DOCUMENT:
Seconde interrogation : pourquoi ne pas avoir repris le système de puce proposé en 2012 et refait la CNIE, comme semble le suggérer la CNIL dans son avis ? Je donnerai là quatre éléments de réponse.

Premier élément de réponse : nous avons cherché à nous écarter de la CNIE de 2012 parce qu'elle avait suscité des contestations extrêmement fortes et des interrogations multiples. Et, même si ce n'est pas la CNIE elle-même qui a été censurée, nous avons essayé de mettre en place un dispositif absolument différent pour bien montrer que notre intention n'était nullement de permettre l'identification de quiconque par l'intermédiaire des données biométriques. Notre objectif était en réalité, en changeant le dispositif, de bien montrer que notre démarche était différente et visait à élaborer non un fichier d'identification des Français mais un dispositif d'authentification de titres.

Le débat en cours est intéressant : il nous est reproché à la fois de refaire ce qui a été censuré en 2012 – ce qui n'est pas vrai – et en même temps de ne pas faire pareil, de ne pas faire la CNIE. Vous reconnaîtrez avec moi que c'est un peu compliqué. Oui, nous avons fait tout à fait différemment, car nous savons bien ce qui s'est passé en 2012. Nous ne voulons pas que les mêmes interrogations, les mêmes suspicions, rejaillissent par méconnaissance des préconisations du Conseil constitutionnel.

Deuxième élément de réponse : nous avons lancé, avec le plan « Préfectures nouvelle génération », une réforme qui arrive, chose rare, à concilier économies et modernisation du service public. Nous devons faire des économies, c'est une réalité à laquelle nous sommes tous confrontés. Dès lors, en 2015, j'ai demandé à mes services de maîtriser le coût de cette réforme, dont vous savez qu'elle se traduit par un repyramidage important des personnels, mais aussi par des investissements importants dans des applications informatiques permettant aux Français de faire des demandes à distance. Une puce électronique aurait renchéri de plus de 100 millions d'euros la réforme. Or je ne souhaitais pas rendre payants les titres. L'objectif est un service plus facilement accessible, plus moderne, plus rapide et gratuit. Si la CNI est gratuite, l'ajout d'une puce dans une carte aurait un coût budgétaire, qui ne pourrait être financé qu'en faisant payer l'usager, ce à quoi je me refuse pour des raisons que chacun comprendra.

LIGNES DE DONNÉES:
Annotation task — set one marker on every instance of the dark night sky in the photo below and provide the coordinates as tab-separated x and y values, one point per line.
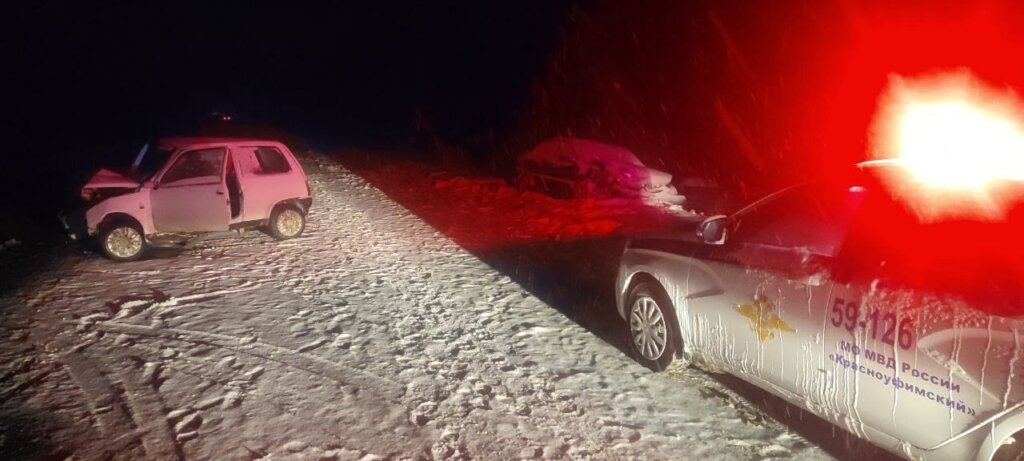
764	90
337	72
87	83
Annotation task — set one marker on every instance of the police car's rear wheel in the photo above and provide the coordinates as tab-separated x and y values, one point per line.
652	326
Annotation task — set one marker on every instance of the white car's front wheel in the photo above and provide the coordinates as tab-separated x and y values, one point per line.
122	241
653	330
287	222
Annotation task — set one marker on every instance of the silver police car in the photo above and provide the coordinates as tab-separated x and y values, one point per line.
840	298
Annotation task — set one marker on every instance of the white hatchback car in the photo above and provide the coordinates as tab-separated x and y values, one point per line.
181	187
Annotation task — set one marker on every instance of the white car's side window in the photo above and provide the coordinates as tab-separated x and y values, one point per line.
196	167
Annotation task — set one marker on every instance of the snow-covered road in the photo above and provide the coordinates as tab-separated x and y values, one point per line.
372	336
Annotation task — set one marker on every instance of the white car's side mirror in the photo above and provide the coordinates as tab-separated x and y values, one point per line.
713	229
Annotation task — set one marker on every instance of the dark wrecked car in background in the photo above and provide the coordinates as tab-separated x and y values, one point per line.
840	298
183	187
570	167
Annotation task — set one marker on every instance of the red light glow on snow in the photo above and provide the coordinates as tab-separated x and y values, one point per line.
956	137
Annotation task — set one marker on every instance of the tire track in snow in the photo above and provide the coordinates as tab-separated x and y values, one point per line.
284	355
114	420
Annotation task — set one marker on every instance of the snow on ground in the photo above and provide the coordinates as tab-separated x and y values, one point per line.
372	336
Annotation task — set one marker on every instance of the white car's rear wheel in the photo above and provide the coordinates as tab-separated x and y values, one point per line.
287	222
653	330
122	241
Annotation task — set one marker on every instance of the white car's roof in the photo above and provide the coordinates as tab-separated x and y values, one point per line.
181	141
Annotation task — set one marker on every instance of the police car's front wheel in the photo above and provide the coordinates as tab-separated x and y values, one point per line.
653	330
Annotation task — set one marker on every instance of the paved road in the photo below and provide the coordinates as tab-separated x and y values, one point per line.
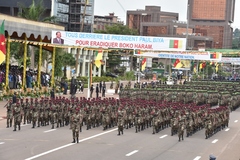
45	144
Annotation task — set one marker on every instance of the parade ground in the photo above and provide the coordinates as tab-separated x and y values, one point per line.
44	143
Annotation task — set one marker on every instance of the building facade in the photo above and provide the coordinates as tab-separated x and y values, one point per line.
153	22
12	7
213	18
69	13
151	14
100	22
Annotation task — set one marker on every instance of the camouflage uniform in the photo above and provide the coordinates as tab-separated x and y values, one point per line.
9	114
17	116
75	125
34	116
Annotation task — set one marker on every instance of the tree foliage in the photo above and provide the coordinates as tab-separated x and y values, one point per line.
114	58
236	39
62	60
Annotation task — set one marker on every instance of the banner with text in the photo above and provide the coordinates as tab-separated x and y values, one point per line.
230	60
208	56
118	41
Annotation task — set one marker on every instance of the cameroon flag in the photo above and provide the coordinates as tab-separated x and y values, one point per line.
177	63
138	52
98	60
175	44
214	55
144	63
2	44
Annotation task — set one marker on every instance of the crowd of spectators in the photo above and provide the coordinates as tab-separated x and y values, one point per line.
15	77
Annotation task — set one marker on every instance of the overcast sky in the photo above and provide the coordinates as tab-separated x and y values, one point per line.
103	7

TRAVAIL DEMANDÉ: Reformulez sous forme de liste le paragraphe du document qui commence par « Deuxième élément de réponse », en conservant ses faits principaux, s'il vous plaît.

RÉPONSE ATTENDUE:
- Le plan « Préfectures nouvelle génération » est une réforme qui concilie économies et modernisation du service public.
- Faire des économies est une réalité à laquelle tous sont confrontés.
- En 2015, il a été demandé aux services de maîtriser le coût de cette réforme.
- La réforme entraîne un repyramidage important des personnels et des investissements importants dans des applications informatiques permettant les demandes à distance.
- Une puce électronique aurait alourdi le coût de la réforme de plus de 100 millions d'euros.
- L'objectif est un service plus accessible, plus moderne, plus rapide et gratuit, sans rendre les titres payants.
- La CNI étant gratuite, une puce n'aurait pu être financée qu'en faisant payer l'usager, ce qui est refusé.